=== Extracted records ===

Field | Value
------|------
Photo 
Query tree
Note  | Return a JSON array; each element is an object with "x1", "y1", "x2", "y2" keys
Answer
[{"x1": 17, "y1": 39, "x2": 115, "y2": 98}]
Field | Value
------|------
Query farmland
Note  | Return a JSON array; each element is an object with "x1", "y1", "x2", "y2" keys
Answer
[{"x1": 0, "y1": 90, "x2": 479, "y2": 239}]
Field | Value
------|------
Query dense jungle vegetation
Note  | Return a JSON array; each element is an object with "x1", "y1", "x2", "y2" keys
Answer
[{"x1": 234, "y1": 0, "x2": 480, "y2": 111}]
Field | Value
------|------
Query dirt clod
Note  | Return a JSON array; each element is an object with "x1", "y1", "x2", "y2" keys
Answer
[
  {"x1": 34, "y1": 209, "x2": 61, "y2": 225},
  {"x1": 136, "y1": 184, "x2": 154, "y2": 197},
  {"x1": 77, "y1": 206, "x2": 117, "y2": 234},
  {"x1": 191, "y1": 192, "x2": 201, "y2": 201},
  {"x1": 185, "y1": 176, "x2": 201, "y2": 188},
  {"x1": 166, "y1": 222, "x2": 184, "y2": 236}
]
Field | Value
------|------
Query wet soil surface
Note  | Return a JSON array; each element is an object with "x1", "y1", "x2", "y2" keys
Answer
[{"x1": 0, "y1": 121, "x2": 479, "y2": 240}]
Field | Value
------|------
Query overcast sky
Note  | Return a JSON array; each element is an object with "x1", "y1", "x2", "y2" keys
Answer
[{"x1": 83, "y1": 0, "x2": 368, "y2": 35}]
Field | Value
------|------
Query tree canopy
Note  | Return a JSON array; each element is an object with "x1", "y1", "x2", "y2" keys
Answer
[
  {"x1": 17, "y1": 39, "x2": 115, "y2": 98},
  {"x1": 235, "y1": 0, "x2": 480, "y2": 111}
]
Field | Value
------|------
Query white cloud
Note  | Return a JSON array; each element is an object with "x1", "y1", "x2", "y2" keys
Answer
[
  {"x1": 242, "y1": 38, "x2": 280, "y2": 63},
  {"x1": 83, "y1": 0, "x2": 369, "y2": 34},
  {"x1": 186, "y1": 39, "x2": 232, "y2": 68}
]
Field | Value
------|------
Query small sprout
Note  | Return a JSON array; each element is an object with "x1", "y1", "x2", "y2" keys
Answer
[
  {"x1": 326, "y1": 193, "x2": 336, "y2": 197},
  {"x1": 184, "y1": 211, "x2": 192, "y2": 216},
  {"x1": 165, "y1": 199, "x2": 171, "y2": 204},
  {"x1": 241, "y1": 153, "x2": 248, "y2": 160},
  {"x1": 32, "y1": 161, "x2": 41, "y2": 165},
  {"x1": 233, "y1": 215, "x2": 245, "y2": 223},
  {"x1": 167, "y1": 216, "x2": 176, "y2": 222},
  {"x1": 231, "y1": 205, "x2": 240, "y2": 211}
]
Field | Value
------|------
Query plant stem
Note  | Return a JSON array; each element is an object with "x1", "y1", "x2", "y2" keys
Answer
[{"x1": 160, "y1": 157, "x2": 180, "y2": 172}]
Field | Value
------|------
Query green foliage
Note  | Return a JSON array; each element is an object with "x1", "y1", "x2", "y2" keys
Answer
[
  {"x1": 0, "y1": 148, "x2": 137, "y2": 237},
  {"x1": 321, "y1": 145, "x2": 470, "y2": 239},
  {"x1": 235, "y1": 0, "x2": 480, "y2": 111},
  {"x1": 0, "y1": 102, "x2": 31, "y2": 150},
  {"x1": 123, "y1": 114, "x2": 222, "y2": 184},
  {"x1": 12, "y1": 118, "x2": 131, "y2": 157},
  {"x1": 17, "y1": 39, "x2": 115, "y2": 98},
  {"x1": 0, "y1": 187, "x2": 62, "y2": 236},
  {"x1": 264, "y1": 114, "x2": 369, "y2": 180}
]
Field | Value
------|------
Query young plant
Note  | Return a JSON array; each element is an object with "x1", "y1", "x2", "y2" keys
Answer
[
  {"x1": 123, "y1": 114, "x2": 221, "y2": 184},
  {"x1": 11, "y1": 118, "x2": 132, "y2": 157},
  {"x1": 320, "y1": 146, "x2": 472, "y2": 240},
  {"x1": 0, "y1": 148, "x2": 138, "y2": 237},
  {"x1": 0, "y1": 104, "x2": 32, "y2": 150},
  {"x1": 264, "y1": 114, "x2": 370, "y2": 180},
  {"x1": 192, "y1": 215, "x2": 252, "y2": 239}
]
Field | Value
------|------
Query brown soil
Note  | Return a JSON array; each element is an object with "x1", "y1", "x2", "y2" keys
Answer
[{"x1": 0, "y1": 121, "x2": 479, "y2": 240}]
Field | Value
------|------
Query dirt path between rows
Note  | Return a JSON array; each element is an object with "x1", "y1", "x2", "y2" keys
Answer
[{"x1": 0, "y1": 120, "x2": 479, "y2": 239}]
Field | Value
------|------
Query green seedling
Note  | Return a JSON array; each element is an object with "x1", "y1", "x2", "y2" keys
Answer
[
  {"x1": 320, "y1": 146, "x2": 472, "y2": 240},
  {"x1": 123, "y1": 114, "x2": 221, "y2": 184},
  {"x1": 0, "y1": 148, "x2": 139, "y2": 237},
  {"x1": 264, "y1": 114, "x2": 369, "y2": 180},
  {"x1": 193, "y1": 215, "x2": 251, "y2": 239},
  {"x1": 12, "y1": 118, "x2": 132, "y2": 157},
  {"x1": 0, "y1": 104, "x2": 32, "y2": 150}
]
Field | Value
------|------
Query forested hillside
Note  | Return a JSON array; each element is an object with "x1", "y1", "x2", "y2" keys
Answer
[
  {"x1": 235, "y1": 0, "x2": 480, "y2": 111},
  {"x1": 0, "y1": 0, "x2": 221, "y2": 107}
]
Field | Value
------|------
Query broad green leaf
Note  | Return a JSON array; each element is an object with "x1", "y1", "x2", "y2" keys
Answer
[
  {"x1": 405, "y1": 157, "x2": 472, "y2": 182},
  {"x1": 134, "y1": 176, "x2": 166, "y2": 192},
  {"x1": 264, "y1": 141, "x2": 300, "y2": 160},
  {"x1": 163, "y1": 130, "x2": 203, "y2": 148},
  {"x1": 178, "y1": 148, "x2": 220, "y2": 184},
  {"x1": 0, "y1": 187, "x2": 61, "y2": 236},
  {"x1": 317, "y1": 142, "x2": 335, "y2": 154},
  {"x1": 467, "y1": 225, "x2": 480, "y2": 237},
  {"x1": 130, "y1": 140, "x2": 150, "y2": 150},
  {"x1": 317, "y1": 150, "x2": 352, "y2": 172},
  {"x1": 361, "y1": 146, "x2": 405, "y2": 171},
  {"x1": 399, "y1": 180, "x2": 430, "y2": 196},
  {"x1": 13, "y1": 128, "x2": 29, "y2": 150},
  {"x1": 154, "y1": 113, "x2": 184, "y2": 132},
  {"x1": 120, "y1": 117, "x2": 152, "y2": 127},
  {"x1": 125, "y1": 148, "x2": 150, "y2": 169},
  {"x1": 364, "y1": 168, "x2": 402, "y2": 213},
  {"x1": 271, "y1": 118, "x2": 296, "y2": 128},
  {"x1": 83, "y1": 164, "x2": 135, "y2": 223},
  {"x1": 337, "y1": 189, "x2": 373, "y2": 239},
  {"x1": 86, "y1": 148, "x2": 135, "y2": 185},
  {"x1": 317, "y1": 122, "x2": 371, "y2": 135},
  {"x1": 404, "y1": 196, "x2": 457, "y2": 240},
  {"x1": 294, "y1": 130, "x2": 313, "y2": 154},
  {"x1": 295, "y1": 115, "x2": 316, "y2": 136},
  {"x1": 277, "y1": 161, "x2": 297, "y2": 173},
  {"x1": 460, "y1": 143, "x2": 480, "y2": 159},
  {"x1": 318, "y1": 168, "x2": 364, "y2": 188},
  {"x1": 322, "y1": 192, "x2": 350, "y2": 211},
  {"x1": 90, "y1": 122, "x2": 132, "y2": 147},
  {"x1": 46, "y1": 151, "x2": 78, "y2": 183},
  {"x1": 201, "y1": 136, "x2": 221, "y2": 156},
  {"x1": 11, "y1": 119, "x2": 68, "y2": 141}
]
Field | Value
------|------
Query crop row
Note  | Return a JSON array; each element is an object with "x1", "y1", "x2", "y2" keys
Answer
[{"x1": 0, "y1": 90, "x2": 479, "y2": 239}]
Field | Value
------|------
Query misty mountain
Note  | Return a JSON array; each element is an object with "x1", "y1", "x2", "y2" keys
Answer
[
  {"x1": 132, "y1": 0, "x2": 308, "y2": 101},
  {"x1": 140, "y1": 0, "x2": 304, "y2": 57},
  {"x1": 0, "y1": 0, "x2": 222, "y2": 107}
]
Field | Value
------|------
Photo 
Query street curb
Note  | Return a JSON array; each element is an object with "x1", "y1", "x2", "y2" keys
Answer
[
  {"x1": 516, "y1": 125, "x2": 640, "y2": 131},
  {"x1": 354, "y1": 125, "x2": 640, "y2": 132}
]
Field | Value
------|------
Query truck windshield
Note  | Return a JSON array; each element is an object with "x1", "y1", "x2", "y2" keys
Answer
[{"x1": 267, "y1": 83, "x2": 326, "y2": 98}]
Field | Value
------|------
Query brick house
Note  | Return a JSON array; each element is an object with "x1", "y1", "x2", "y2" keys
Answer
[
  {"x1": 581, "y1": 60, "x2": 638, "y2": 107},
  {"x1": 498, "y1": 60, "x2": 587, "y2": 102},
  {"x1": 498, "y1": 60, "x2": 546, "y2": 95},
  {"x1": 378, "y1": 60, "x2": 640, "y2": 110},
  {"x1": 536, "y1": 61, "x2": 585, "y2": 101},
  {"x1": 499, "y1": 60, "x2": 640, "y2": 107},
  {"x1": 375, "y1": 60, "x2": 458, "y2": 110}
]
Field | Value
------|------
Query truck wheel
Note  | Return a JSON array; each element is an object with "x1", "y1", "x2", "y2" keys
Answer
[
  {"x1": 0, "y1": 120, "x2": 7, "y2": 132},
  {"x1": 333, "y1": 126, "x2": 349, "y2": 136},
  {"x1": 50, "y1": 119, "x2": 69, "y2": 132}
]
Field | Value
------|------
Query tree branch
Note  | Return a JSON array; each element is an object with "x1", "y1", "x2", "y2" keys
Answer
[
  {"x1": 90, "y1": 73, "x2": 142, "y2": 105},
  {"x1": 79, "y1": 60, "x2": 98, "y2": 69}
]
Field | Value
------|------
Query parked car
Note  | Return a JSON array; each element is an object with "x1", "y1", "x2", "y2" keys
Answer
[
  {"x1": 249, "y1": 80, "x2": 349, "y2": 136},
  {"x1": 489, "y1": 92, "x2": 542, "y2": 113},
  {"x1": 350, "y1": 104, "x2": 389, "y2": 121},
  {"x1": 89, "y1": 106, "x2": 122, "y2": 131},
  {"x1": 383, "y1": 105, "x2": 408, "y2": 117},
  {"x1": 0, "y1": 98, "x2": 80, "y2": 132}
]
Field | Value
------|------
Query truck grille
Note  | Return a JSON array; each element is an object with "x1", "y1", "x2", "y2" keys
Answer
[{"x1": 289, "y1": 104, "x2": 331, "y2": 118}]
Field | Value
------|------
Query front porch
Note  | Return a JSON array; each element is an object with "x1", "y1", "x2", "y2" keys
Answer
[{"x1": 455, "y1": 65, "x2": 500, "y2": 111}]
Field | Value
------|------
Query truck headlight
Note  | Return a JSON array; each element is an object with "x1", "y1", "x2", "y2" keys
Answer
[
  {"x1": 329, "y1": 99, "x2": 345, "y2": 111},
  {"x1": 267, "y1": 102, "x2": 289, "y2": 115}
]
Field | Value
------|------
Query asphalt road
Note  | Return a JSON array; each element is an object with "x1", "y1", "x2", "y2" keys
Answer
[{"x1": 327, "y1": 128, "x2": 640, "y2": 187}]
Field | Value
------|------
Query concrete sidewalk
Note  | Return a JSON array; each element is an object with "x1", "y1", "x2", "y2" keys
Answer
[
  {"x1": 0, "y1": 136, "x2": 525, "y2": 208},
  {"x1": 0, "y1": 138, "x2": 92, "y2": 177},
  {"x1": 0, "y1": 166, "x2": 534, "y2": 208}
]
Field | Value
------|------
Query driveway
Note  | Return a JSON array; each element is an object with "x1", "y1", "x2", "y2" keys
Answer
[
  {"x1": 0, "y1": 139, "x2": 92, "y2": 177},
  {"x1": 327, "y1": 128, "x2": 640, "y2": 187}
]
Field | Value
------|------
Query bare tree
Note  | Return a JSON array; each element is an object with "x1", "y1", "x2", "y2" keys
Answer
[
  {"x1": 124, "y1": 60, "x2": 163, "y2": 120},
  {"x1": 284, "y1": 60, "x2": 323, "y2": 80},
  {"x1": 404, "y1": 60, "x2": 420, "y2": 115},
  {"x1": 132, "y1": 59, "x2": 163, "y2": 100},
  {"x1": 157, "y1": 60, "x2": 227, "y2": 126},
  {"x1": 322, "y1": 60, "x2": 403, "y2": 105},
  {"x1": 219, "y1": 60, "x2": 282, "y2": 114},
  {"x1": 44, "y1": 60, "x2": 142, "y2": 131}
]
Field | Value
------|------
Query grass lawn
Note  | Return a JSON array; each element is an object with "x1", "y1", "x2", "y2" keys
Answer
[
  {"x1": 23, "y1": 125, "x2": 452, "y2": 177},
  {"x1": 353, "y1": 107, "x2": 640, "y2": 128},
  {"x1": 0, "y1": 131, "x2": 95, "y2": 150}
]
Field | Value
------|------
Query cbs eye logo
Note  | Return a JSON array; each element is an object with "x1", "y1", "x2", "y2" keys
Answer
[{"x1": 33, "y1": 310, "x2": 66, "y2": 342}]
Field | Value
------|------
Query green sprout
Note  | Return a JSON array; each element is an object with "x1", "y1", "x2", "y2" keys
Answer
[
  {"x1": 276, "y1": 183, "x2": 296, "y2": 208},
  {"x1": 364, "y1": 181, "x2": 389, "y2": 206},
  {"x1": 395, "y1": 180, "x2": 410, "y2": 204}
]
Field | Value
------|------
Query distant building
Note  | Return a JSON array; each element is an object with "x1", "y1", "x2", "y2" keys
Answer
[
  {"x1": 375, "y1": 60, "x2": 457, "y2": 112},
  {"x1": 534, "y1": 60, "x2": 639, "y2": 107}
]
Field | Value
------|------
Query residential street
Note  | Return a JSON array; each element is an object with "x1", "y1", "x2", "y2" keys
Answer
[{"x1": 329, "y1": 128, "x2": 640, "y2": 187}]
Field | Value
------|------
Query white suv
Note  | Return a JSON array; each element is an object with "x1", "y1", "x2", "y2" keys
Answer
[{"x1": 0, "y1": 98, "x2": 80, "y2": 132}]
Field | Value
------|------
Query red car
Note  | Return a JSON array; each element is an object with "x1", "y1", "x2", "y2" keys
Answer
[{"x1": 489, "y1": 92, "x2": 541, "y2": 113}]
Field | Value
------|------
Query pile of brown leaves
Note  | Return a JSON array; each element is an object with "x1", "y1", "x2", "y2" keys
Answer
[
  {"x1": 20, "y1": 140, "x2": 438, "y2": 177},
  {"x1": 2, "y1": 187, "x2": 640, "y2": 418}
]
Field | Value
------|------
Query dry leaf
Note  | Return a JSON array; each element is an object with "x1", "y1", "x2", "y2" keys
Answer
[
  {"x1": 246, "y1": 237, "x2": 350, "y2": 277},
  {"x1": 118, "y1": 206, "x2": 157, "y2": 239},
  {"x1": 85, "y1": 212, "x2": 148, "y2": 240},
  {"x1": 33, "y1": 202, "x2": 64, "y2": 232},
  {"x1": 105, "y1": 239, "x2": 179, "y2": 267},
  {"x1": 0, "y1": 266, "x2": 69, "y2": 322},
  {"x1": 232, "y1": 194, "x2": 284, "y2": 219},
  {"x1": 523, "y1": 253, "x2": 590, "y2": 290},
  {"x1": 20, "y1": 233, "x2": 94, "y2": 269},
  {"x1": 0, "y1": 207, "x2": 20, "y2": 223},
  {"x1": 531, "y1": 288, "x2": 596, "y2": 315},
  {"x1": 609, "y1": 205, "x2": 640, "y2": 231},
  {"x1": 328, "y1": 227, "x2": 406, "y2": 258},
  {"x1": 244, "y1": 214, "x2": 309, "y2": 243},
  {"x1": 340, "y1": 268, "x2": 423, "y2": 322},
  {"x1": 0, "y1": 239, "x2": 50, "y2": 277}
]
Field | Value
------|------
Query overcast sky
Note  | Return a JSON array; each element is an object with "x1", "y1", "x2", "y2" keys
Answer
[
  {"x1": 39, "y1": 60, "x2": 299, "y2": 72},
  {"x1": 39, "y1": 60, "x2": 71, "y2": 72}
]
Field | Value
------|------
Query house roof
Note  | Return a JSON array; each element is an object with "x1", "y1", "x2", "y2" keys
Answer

===

Task: Repeat every line exactly, starting with the first line of the entries, and stop once the line containing "Query dense jungle vegetation" has been given.

Task answer:
Field | Value
------|------
Photo 
Query tree
Note  | Return a JSON array; each element is an object with "x1", "y1", "x2", "y2" keys
Answer
[{"x1": 17, "y1": 39, "x2": 115, "y2": 98}]
Field | Value
------|------
Query farmland
Note  | Return a JSON array; each element is an object with "x1", "y1", "x2", "y2" keys
Answer
[{"x1": 0, "y1": 90, "x2": 479, "y2": 239}]
Field | Value
------|------
Query dense jungle vegetation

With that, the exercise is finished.